>> BEGIN RECORDS FOR THIS TASK

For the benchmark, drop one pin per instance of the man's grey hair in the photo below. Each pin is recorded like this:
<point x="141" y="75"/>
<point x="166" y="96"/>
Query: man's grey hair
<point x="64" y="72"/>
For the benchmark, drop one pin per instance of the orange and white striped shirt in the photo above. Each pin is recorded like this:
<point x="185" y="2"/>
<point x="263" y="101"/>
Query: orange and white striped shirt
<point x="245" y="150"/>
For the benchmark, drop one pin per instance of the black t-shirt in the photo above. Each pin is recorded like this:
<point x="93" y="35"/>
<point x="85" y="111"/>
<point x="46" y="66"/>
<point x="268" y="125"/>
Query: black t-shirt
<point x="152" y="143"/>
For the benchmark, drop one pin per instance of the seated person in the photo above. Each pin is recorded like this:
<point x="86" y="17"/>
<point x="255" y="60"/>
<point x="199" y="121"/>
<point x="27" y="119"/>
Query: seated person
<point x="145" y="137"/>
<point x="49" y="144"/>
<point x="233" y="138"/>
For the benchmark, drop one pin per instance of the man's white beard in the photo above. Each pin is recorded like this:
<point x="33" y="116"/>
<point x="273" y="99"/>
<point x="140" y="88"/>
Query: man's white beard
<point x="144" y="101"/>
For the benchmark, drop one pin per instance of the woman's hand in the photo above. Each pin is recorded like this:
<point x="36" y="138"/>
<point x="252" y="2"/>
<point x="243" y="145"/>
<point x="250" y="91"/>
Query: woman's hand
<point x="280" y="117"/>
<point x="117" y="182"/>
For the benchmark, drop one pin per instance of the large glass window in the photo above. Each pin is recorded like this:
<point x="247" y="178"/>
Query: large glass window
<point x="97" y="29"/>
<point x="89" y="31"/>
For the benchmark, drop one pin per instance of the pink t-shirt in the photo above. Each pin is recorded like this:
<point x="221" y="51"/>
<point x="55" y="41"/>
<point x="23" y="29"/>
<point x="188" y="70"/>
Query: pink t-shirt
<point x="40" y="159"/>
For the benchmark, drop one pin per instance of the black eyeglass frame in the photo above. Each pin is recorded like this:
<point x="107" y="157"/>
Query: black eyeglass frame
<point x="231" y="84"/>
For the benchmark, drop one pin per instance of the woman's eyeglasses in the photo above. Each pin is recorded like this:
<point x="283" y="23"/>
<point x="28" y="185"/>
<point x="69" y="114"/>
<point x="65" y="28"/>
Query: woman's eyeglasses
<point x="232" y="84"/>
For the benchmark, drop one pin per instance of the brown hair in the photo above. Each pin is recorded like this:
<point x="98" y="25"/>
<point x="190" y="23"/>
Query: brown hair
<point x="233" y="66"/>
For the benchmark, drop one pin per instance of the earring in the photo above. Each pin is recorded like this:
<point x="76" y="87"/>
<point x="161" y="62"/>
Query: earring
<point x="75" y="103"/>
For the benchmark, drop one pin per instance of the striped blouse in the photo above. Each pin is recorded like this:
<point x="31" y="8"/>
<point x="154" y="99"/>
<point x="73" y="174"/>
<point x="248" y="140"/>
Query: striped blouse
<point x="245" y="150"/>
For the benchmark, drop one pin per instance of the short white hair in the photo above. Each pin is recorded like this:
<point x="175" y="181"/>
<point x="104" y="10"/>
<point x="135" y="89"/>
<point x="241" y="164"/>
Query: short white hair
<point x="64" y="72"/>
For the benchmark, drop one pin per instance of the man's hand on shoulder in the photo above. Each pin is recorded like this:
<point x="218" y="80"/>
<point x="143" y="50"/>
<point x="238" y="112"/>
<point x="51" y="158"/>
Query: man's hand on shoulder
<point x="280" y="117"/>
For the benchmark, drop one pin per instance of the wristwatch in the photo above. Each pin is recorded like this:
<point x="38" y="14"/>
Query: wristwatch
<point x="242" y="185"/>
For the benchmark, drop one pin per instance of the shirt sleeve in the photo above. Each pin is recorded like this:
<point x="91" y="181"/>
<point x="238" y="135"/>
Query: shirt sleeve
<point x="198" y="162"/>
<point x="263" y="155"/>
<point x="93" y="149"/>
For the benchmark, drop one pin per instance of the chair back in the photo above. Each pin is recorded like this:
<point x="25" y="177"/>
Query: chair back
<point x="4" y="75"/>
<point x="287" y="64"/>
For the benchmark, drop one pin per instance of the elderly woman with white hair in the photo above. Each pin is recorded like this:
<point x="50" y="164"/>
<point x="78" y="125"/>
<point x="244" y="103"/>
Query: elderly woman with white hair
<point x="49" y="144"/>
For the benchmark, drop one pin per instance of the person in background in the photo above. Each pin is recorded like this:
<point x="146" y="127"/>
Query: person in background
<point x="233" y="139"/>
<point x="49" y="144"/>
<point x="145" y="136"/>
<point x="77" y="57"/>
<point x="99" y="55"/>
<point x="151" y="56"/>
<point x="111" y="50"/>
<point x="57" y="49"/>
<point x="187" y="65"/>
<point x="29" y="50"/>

>> END RECORDS FOR THIS TASK

Reproduce exactly, with nothing added, the lines from the one that contains "the man's hand" to the end of the data.

For the benchmark, drop one pin per instance of the man's hand on shoulder in the photo above. Each pin is recorded like this:
<point x="218" y="80"/>
<point x="143" y="50"/>
<point x="238" y="112"/>
<point x="51" y="158"/>
Query: man's hand on shoulder
<point x="280" y="117"/>
For the benchmark, drop one pin per instance of the wristwatch in the photo above. Each pin is recorded like this:
<point x="38" y="14"/>
Query: wristwatch
<point x="242" y="185"/>
For the benchmark, drop one pin per instance of the shirt sleeve in the photo above. Each pin is recorded like this:
<point x="91" y="181"/>
<point x="238" y="135"/>
Query: shirt sleeve
<point x="198" y="162"/>
<point x="263" y="155"/>
<point x="93" y="149"/>
For the benchmark, drop one pin per instance of the chair back in the photo above. Each pin is recorded like this:
<point x="25" y="177"/>
Query: chair back
<point x="4" y="75"/>
<point x="287" y="64"/>
For the benchmark, drop one pin per instance of the elderly woman with white hair in the photo above. Each pin is recorded like this:
<point x="50" y="164"/>
<point x="78" y="125"/>
<point x="244" y="103"/>
Query: elderly woman with white hair
<point x="49" y="144"/>
For the benchmark, drop one pin per instance of the person in background in the photo above. Each pin is recorded like this:
<point x="146" y="127"/>
Query: person in background
<point x="233" y="139"/>
<point x="49" y="144"/>
<point x="145" y="136"/>
<point x="77" y="57"/>
<point x="99" y="55"/>
<point x="151" y="56"/>
<point x="111" y="50"/>
<point x="57" y="49"/>
<point x="187" y="65"/>
<point x="29" y="50"/>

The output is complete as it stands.